══ Selection
Book’s topic, significance, and contributions.

Socially engaged design (or social design in short) is one of the most popular fields in architectural practice today. Social design transpires everywhere in this practice, through design-build projects, school programs, conferences, exhibits, publications, and awards. Indeed, along with LEED (the green building standard), the movement of architects massively going into the area of poverty alleviation is arguably one of the most important developments of the last two decades of architectural practice.

Attesting to the great relevance of this subject, there exists a large body of published work on social design. However, the overwhelming majority of this literature is laudatory. Critical literature on social design is comparatively scarce, and this is especially true in the case of book-length critiques. In fact, most of the social design debate has taken place online—for example, through blog posts such as Bruce Nussbaum's Is Humanitarian Design the New Imperialism? (2010).

Sustainability and Privilege: A Critique of Social Design Practice studies social design’s main focus, which is sustainability. In particular, the book explores the paradigm of bringing sustainability to impoverished populations living in regions such as Sub- Saharan Africa and Latin America.

The book examines the main criticism that has been raised about social design—that it is fundamentally an imperialist practice. The rationale behind such argument is that social design projects often recall the presumably benevolent interventions of colonial times in so-called Third World settings. As the “humanitarian imperialism” critics argue, and I describe it in the book, European and American designers often arrive with a comparatively high degree of power to places with which they are unfamiliar. Indifferent to this unfamiliarity, they make decisions that deeply affect local communities, which often are vulnerable ethnic communities in conditions of dire poverty. The designers set out to impose their own ideas, ignoring the expertise of local designers and input from community stakeholders.

To overcome the challenge of imperialism, both critics and supporters of social design coincide in proposing that this practice should be left to local designers, “local” defined as the residents or nationals of the place where a given project takes place. Also, they propose that social design projects should be designed with community participation.

Although I agree with the basic tenets of the imperialism critique, in this book I go beyond by arguing that the main problem currently faced by social design has to do with the privilege of architects, rather than their origin. One can be a local anti-imperialist architect and still do work that is detrimental, materially and socially speaking, to people in marginalized communities, even if those are the communities within one’s own country. That is the case even when architects use a community participation approach in their work.

In order to support this argument, I explore the interventions by local architects in a representative number of well-known and/or large-scale social design projects. The sustainability goals of these projects were very compelling, including for example greening urban spaces or using traditional construction materials. However, these projects ultimately caused urban displacement for so-called “green gentrification,” and in other cases traditionalist experimental “green” buildings failed to the point of even collapsing. Other negative outcomes included economic burdens, expropriation, dissatisfaction among the projects’ intended beneficiaries, their rejection and abandonment of the projects, and conflict between community members and designers.
════
══ Excerpted data
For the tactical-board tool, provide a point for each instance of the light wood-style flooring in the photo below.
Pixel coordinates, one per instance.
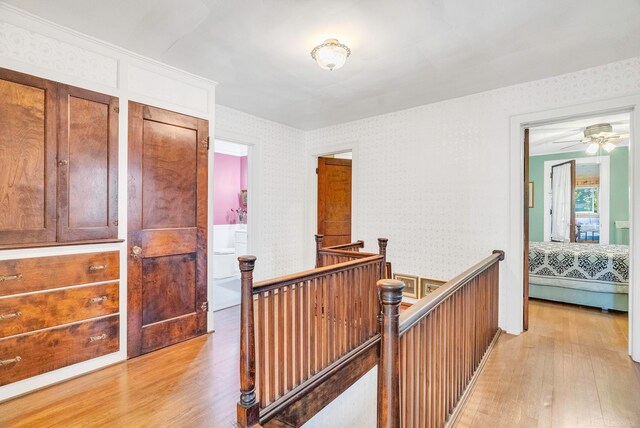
(191, 384)
(571, 369)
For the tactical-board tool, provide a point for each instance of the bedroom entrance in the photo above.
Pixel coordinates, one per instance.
(577, 191)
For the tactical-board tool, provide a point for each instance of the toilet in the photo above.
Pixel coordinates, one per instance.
(225, 263)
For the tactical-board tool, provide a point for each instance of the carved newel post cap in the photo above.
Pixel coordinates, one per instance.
(247, 262)
(390, 291)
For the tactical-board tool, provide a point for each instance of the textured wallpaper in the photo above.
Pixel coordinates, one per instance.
(434, 179)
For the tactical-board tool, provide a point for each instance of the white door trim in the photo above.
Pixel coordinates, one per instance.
(254, 197)
(511, 293)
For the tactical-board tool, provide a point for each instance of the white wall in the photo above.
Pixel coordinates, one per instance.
(276, 225)
(355, 407)
(435, 179)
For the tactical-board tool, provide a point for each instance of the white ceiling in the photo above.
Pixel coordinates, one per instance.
(549, 138)
(405, 52)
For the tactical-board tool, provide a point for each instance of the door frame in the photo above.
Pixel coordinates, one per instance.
(511, 295)
(311, 217)
(254, 245)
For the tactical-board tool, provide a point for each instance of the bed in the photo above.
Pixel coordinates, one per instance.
(582, 274)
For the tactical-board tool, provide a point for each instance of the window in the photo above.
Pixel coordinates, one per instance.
(587, 199)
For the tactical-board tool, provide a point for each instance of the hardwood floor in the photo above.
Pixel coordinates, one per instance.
(191, 384)
(571, 369)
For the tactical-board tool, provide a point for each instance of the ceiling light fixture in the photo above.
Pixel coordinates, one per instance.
(331, 55)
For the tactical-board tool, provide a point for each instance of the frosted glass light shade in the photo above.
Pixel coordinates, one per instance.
(593, 148)
(331, 55)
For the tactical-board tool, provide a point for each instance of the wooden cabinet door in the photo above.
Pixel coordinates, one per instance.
(27, 159)
(334, 200)
(167, 226)
(87, 165)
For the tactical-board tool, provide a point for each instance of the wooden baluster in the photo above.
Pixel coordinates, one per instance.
(382, 250)
(271, 341)
(248, 409)
(281, 349)
(390, 295)
(318, 247)
(262, 336)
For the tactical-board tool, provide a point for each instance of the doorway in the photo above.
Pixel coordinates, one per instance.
(334, 198)
(167, 228)
(230, 220)
(574, 255)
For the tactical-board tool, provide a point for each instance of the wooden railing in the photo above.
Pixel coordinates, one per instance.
(326, 256)
(303, 326)
(430, 352)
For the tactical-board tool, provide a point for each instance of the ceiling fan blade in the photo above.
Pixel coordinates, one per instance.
(567, 141)
(573, 145)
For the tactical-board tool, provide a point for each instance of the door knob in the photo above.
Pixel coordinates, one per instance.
(136, 251)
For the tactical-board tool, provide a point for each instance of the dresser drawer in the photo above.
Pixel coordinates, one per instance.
(30, 312)
(43, 273)
(32, 354)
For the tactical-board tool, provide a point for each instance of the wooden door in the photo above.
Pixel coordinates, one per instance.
(334, 200)
(88, 165)
(572, 197)
(27, 159)
(525, 317)
(167, 269)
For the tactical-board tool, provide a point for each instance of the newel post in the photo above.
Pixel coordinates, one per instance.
(390, 295)
(248, 406)
(382, 250)
(318, 247)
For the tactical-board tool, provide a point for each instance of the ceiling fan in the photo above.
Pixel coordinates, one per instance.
(597, 136)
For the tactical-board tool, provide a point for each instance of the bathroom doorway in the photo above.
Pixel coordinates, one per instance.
(231, 210)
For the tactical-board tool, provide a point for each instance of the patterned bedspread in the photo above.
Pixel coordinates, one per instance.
(558, 263)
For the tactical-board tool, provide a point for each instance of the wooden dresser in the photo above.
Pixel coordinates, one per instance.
(57, 311)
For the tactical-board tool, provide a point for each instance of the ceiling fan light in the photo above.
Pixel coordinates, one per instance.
(592, 149)
(331, 55)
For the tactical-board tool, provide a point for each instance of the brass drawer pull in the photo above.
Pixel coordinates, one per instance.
(9, 316)
(98, 299)
(11, 361)
(96, 338)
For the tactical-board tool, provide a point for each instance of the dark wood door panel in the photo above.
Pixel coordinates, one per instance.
(43, 273)
(168, 177)
(334, 200)
(30, 312)
(88, 170)
(169, 285)
(160, 335)
(46, 350)
(165, 242)
(168, 225)
(28, 159)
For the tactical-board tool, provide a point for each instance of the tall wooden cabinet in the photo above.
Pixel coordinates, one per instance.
(59, 158)
(28, 126)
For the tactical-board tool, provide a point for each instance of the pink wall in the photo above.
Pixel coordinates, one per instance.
════
■ What needs to be done: Repeat the book description word for word, beginning at the words "Although I agree" and stopping after "in their work.". The items have no connection to the book description.

■ The result:
Although I agree with the basic tenets of the imperialism critique, in this book I go beyond by arguing that the main problem currently faced by social design has to do with the privilege of architects, rather than their origin. One can be a local anti-imperialist architect and still do work that is detrimental, materially and socially speaking, to people in marginalized communities, even if those are the communities within one’s own country. That is the case even when architects use a community participation approach in their work.